* Work instructions: Copy out the data below verbatim.

(Records from a data collection)
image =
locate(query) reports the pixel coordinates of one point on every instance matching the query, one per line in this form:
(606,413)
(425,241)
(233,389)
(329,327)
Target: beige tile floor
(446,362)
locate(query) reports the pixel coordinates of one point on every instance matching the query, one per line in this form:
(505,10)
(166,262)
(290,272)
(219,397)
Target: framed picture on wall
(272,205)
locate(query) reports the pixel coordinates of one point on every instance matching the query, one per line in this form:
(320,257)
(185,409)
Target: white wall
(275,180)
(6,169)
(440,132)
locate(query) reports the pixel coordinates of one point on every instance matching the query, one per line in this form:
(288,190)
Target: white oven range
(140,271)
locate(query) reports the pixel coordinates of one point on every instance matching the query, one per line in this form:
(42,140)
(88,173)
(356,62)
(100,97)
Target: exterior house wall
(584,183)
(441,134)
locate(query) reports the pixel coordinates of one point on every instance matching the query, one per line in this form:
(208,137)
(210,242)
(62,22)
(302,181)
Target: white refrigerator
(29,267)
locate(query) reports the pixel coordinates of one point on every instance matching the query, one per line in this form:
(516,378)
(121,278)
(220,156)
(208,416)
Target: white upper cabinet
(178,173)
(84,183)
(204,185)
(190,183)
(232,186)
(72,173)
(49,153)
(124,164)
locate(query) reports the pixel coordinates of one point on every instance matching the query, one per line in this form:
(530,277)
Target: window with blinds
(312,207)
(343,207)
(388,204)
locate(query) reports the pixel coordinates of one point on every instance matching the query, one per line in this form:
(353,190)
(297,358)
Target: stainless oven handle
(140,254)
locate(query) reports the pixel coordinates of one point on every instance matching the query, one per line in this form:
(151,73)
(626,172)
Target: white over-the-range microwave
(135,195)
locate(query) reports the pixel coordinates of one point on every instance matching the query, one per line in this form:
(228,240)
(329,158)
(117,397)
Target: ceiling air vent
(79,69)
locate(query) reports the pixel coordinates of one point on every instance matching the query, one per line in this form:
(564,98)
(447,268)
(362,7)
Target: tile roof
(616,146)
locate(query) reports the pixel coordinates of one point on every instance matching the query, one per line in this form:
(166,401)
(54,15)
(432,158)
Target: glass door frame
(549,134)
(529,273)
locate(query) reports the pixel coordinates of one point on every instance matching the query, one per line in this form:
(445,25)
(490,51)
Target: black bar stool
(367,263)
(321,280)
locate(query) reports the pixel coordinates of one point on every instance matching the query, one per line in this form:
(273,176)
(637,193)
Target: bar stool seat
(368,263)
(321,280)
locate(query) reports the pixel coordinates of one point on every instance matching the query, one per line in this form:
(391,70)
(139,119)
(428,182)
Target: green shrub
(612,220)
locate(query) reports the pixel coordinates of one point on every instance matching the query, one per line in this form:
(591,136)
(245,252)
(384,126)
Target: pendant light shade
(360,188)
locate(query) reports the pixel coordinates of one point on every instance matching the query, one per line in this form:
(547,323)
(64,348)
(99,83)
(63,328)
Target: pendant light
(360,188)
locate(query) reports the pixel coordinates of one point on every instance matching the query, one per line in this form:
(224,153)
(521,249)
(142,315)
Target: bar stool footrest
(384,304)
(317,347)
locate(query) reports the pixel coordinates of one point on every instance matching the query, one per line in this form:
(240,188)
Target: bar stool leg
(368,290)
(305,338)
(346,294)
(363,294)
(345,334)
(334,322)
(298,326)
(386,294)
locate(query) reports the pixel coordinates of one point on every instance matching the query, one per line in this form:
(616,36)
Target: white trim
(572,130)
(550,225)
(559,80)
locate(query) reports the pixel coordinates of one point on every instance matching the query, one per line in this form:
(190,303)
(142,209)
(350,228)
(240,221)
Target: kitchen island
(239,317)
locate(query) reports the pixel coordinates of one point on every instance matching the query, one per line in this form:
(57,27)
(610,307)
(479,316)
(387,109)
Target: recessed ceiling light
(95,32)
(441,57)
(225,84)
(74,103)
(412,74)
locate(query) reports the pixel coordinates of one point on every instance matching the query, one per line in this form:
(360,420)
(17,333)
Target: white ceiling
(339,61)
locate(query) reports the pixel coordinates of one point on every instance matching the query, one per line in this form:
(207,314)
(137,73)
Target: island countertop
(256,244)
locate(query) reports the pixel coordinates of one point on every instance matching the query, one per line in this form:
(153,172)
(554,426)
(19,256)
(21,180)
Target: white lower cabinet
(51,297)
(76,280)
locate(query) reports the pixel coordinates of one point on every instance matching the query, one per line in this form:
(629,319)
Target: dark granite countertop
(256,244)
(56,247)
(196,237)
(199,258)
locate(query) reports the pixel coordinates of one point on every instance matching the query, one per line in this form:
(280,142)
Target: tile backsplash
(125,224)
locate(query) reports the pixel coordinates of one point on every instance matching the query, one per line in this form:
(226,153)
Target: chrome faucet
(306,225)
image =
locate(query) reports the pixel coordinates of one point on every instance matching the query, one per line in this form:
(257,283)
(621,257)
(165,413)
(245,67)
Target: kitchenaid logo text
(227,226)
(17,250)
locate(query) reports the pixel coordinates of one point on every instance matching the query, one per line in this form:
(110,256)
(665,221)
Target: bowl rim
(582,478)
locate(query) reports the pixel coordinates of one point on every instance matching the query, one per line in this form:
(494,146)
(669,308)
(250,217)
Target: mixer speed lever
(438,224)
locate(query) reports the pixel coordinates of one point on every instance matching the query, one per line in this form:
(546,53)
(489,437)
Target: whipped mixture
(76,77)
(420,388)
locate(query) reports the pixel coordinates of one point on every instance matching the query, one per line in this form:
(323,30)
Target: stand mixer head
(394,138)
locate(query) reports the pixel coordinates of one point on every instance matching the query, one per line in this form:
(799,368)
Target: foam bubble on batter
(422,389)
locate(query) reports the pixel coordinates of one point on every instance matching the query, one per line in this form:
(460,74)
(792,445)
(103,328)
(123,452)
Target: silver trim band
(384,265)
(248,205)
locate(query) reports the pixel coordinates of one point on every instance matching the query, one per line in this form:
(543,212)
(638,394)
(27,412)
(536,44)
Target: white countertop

* The completed task:
image =
locate(query) reports the pixel coordinates of one point on every instance matching the query, one per line in this form:
(606,413)
(425,241)
(233,389)
(329,327)
Target: beige tile floor
(446,362)
locate(query) reports the pixel coordinates of one point on every instance matching the query, one per line in this form:
(505,10)
(166,262)
(290,272)
(219,397)
Target: framed picture on wall
(272,205)
locate(query) reports the pixel coordinates of one point on every instance matching the query, one per line in this form:
(320,257)
(185,409)
Target: white wall
(275,180)
(6,169)
(440,132)
locate(query) reports the pixel coordinates of one point on every instance matching the query, one per line in this form:
(288,190)
Target: white oven range
(140,271)
locate(query) reports the pixel coordinates of one point on every instance matching the query, one per line in this form:
(42,140)
(88,173)
(356,62)
(100,97)
Target: exterior house wall
(584,183)
(441,134)
locate(query) reports the pixel coordinates of one point on every instance matching the query, one per line in this form:
(208,137)
(210,242)
(62,22)
(302,181)
Target: white refrigerator
(29,267)
locate(query) reports the pixel coordinates of one point on every instance matching the query, one per line in this form:
(516,378)
(121,278)
(220,156)
(208,416)
Target: white upper cabinet
(178,173)
(84,183)
(204,185)
(190,183)
(232,186)
(72,173)
(49,153)
(124,164)
locate(query) reports the pixel coordinates of one point on every instance matching the query, one per line in this form:
(530,277)
Target: window with blinds
(312,207)
(343,207)
(388,204)
locate(query) reports the pixel coordinates of one point on every instance matching the query, one per line in this form:
(353,190)
(297,358)
Target: stainless oven handle
(140,254)
locate(query) reports the pixel coordinates of one point on every instance matching the query, one per line in this form:
(151,73)
(626,172)
Target: white over-the-range microwave
(135,195)
locate(query) reports the pixel coordinates of one point on every instance matching the query, one per line in this form:
(228,240)
(329,158)
(117,397)
Target: ceiling air vent
(79,69)
locate(query) reports the pixel coordinates of one point on every instance matching the query, one per line in this form:
(564,98)
(447,268)
(362,7)
Target: tile roof
(616,146)
locate(query) reports the pixel coordinates of one point on every instance matching the query, one per line in this form:
(166,401)
(54,15)
(432,158)
Target: glass door frame
(549,134)
(529,273)
locate(query) reports the pixel coordinates of one point on every instance matching the query, one per line in this form:
(445,25)
(490,51)
Target: black bar stool
(367,263)
(321,280)
locate(query) reports the pixel coordinates of one point on every instance matching the query, one per line in this form:
(273,176)
(637,193)
Target: bar stool seat
(368,263)
(321,280)
locate(query) reports the pixel coordinates of one point on every instance matching the query, one per line in this form:
(391,70)
(139,119)
(428,182)
Target: green shrub
(612,220)
locate(query) reports the pixel coordinates of one point on every instance matching the query, one per line in this form:
(591,136)
(245,252)
(384,126)
Target: pendant light shade
(360,188)
locate(query) reports the pixel coordinates of one point on every instance matching the query, one per line in this form:
(547,323)
(64,348)
(99,83)
(63,328)
Target: pendant light
(360,188)
locate(query) reports the pixel coordinates of one point on every instance matching the query, one per line in this form:
(224,153)
(521,249)
(142,315)
Target: bar stool footrest
(384,304)
(317,347)
locate(query) reports the pixel coordinates of one point on every instance matching the query, one per line in this form:
(240,188)
Target: bar stool leg
(368,290)
(305,338)
(346,294)
(363,294)
(345,334)
(334,322)
(298,326)
(386,294)
locate(query) reports the pixel coordinates of one point on every instance matching the query, one per line in this form:
(616,36)
Target: white trim
(572,130)
(550,225)
(559,80)
locate(query) reports the pixel coordinates of one point on every instance matching the query, one per line in this form:
(190,303)
(142,209)
(350,228)
(240,221)
Target: kitchen island
(239,317)
locate(query) reports the pixel coordinates of one point on every instance matching the query, one per line in this form:
(57,27)
(610,307)
(479,316)
(387,109)
Target: recessed ceiling light
(95,32)
(441,57)
(225,84)
(74,103)
(412,74)
locate(query) reports the pixel coordinates of one point on every instance matching the query, one per line in this form:
(360,420)
(17,333)
Target: white ceiling
(339,61)
locate(query) reports the pixel coordinates of one point on every instance matching the query, one per line in this form:
(207,314)
(137,73)
Target: island countertop
(256,244)
locate(query) reports the pixel coordinates of one point on every instance matching the query, one per line in this form:
(153,172)
(554,426)
(19,256)
(21,180)
Target: white lower cabinet
(51,297)
(76,280)
locate(query) reports the pixel coordinates of one point on every instance matching the query, one per line in this form:
(629,319)
Target: dark granite countertop
(256,244)
(56,247)
(196,237)
(199,258)
locate(query) reports the pixel coordinates of one point on every instance matching the query, one per line in this form:
(280,142)
Target: tile backsplash
(125,224)
locate(query) reports the pixel coordinates of one point on every instance matching the query, one per line in this form:
(226,153)
Target: chrome faucet
(306,225)
image =
locate(query) reports the pixel coordinates of one point on every instance matching the query, one per line in this form:
(257,283)
(621,257)
(165,413)
(245,67)
Target: kitchenaid logo text
(227,226)
(17,250)
locate(query) reports the pixel coordinates of one point on every instance matching the query, one per line in this form:
(110,256)
(665,221)
Target: bowl rim
(582,478)
locate(query) reports the pixel coordinates of one point on every instance matching the query, one per line in this form:
(494,146)
(669,308)
(250,217)
Target: mixer speed lever
(438,224)
locate(query) reports the pixel coordinates of one point on every instance matching the query, one per line in this form:
(546,53)
(489,437)
Target: whipped mixture
(76,77)
(420,388)
locate(query) reports the pixel coordinates of one point on every instance matching the query, one per line in this form:
(323,30)
Target: stand mixer head
(394,138)
locate(query) reports the pixel coordinates of one point on every instance matching the query, one per line in this form:
(799,368)
Target: foam bubble on batter
(422,389)
locate(query) reports the pixel coordinates of one point on every instance matching the query, one per line in this form:
(460,74)
(792,445)
(103,328)
(123,452)
Target: silver trim band
(384,265)
(248,205)
locate(query) reports the pixel coordinates of one point on every instance matching the query, one per line in this form:
(543,212)
(638,394)
(27,412)
(536,44)
Target: white countertop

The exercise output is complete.